* Prompt A *
Answer these questions from the article on resistance training and depression:
(i) How many participants did the review comprise in total?
(ii) In which publication did the study appear online?
(iii) Which department at University of Limerick is Brett R Gordon part of?
* Prompt B *
Carry on the article on resistance training and depression, starting after its final sentence.

Weightlifting and resistance training can lift off the weight of depression - major Limerick study
Weightlifting and other forms of resistance training can lift off the weight of depression, a major study conducted by University of Limerick has revealed.
The large-scale study found that resistance training was comparable in effect to frontline treatments such as antidepressant and behavioural therapies.
The study, what is entitled 'Association of Efficacy of Resistance Exercise Training With Depressive Symptoms', has been published online in 'JAMA Psychiatry'.
The review, comprising 1,877 participants in total, also found that strength training or weightlifting "is free from the negative side-effects and high costs of many medications and therapies", according to Brett R Gordon of the Physical Education and Sport Sciences Department at University of Limerick.
"Strength or resistance training can also be carried out alongside the other therapies," he added.
Previous research demonstrated that exercise training improves depressive symptoms among otherwise healthy adults, those with a variety of medical conditions, and adults with a depressive disorder.

* Saved entries *
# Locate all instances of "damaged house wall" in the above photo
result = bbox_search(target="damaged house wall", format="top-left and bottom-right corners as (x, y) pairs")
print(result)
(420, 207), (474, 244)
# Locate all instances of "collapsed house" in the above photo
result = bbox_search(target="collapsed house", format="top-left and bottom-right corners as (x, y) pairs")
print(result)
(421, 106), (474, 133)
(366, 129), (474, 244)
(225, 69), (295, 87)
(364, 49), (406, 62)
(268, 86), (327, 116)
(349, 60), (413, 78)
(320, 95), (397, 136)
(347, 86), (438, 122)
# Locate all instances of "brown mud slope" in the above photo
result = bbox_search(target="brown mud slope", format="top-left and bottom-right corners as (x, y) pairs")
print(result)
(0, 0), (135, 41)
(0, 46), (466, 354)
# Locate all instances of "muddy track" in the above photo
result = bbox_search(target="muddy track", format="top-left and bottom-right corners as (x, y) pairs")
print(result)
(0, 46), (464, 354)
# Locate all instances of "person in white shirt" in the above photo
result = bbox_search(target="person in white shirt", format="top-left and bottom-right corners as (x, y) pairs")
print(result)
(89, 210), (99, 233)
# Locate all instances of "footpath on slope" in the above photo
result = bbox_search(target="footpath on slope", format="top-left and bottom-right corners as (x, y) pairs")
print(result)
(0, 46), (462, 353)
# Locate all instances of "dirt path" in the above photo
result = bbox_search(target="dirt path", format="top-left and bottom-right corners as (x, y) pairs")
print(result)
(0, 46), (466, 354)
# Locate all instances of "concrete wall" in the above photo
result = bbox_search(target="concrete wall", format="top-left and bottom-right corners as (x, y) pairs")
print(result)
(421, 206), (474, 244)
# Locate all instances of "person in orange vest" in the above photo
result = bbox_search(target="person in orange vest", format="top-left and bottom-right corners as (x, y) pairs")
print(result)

* Answer space A *
(i) 1,877
(ii) JAMA Psychiatry
(iii) The Physical Education and Sport Sciences Department

* Answer space B *
However, most of the evidence to date is based on findings from trials of aerobic exercise training (running, cycling, swimming, etc).
Up until now the effects of resistance exercise training or weightlifting and strength training on depressive symptoms had remained relatively understudied, and had not been summarised in a large-scale quantitative review such the university's research.
According to the survey, reductions in depressive symptoms where resistance exercise training took place occurred regardless of whether the participants were healthy or had an illness, the amount of resistance training the participants were supposed to do, or whether or not it resulted in significant improvements in their strength.
The effect of resistance exercise training on depressive symptoms did not significantly vary based on the frequency or intensity of the training sessions.